**TASK PROMPT:**
Give every line of the data below as a JSON list of strings, with one string per line and blank lines left out.

(Saved data entries)
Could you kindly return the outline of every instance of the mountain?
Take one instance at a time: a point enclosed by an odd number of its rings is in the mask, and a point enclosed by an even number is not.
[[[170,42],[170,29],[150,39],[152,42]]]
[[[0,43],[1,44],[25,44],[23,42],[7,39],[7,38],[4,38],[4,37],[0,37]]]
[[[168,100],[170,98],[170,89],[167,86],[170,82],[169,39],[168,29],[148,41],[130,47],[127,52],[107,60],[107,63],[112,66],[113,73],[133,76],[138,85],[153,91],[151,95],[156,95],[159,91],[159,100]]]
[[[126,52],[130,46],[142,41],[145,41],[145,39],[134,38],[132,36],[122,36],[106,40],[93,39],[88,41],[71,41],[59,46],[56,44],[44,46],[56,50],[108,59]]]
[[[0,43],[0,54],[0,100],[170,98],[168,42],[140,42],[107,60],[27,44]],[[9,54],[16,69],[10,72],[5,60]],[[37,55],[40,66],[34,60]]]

**FULL RESPONSE:**
[
  "Could you kindly return the outline of every instance of the mountain?",
  "Take one instance at a time: a point enclosed by an odd number of its rings is in the mask, and a point enclosed by an even number is not.",
  "[[[170,42],[170,29],[150,39],[152,42]]]",
  "[[[0,43],[1,44],[25,44],[23,42],[7,39],[7,38],[4,38],[4,37],[0,37]]]",
  "[[[168,100],[170,98],[170,89],[167,86],[170,82],[169,39],[168,29],[148,41],[130,47],[127,52],[107,60],[107,63],[112,66],[113,73],[133,76],[138,85],[153,91],[151,95],[156,95],[159,91],[159,100]]]",
  "[[[126,52],[130,46],[142,41],[145,41],[145,39],[134,38],[132,36],[122,36],[106,40],[93,39],[88,41],[71,41],[59,46],[56,44],[44,46],[56,50],[108,59]]]",
  "[[[0,43],[0,54],[0,100],[170,98],[168,42],[140,42],[107,60],[27,44]],[[9,54],[16,69],[10,72],[5,60]],[[37,55],[40,66],[34,60]]]"
]